### Questions to answer
1 – Can you rewrite the Los Padrinos Juvenile Hall article from "Most of the" to "for the agency.", with "13-year-olds" changed to "thirteen-year-olds"?
2 – How would the Los Padrinos Juvenile Hall article go on after its last sentence? Continue it from there.

### Supplied passage
§

Superior Court Judge Miguel Espinoza punted a decision on whether to order Los Padrinos Juvenile Hall closed, seemingly swayed by having no good alternatives for where the roughly 230 youths housed inside should go instead.

All youth at the Downey facility have cases pending, including some connected to murders and other violent offenses. The Public Defender’s Office had suggested moving the youth to the county’s “camps,” which are considered more stable than the beleaguered hall, but typically reserved for young people whose cases have been adjudicated.

“You are asking the court to jump off a cliff into an experiment that would be conducted on these children,” Espinoza said at a court hearing Friday.

A state oversight board ordered the hall shut down by Dec. 12 because regulators repeatedly found there were not enough staff, subjecting the youth inside to unsafe conditions and spotty access to class, medical appointments and outdoor activities. Staff from the Los Angeles County Probation Department, which runs the facility, have said they don’t feel safe showing up to work, exacerbating dangerous conditions.

Most of the youths are between the ages of 15 and 18, but some are younger. There are nine 13-year-olds currently incarcerated, according to numbers provided by the Probation Oversight Commission, a county watchdog for the agency.

The county made clear it had no intention of closing the facility, arguing it would only increase the chaos and do little to solve the staffing issues at the root of the problem. The state shut down the county’s other two halls last year after similar issues with staffing and neighboring counties “uniformly declined” to house any of the youth currently at Los Padrinos, according to legal filings.

§

### Entries supplied
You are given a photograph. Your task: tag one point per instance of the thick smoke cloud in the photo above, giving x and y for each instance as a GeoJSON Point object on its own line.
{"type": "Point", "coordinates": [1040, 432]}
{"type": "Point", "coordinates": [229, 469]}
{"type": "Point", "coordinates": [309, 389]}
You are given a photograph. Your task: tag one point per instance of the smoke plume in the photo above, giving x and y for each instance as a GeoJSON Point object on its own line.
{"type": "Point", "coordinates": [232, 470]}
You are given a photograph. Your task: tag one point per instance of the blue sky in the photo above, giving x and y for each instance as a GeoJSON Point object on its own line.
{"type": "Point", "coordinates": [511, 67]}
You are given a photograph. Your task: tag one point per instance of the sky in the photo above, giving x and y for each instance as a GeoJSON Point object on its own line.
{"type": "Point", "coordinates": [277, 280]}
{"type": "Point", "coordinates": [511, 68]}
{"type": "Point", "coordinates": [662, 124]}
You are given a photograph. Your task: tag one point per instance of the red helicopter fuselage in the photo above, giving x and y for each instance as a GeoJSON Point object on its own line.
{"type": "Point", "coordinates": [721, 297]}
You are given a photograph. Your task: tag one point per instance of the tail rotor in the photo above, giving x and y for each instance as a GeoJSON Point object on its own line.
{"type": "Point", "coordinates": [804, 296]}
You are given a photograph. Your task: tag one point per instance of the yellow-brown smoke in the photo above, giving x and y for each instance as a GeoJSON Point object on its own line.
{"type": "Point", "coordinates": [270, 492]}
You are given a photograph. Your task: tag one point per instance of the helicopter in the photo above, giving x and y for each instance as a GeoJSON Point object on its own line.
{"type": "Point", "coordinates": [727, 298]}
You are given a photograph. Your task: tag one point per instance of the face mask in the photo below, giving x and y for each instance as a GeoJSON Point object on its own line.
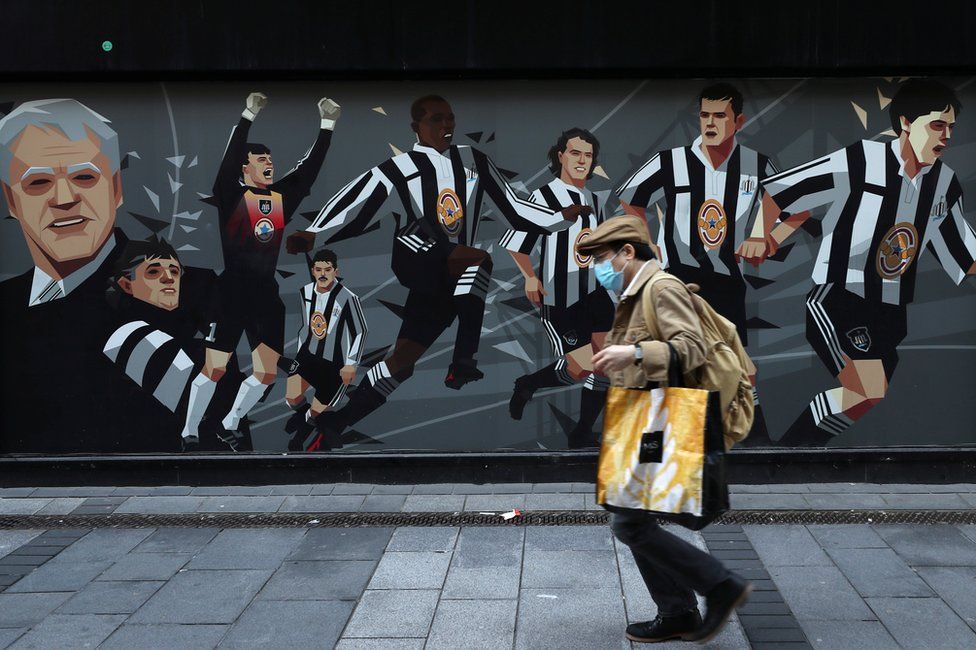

§

### Task-by-task results
1 –
Most of the youths are between the ages of 15 and 18, but some are younger. There are nine thirteen-year-olds currently incarcerated, according to numbers provided by the Probation Oversight Commission, a county watchdog for the agency.

2 –
The public defender’s office put the issue in front of a judge, arguing the county was now detaining its clients in violation of state law.

“We’re dealing with children. I don’t care what they’ve done. They’re children,” Luis Rodriguez, chief of the juvenile division for the L.A. County public defender’s office, told the judge Friday.

Frank Santoro with the L.A. County district attorney’s office argued the probation department was making the necessary improvements and releasing youth inside would be reckless.

“No one should be released from juvenile hall,” he told the judge. “They’re doing the best they can.”

Probation Chief Guillermo Viera Rosa did not attend the hearing. Kimberly Epps, his second-in-command, told the judge they’d made strides in improving staffing lately, including paying probation officers an hourly rate to be on standby and a recruiting campaign that included Spotify ads and billboards.

It wasn’t enough, argued Rodriguez with the public defender’s office.

“I’m asking the court: Call it,” he said. “Let’s not kick the can down the road.”

The hearing was continued to Feb. 14.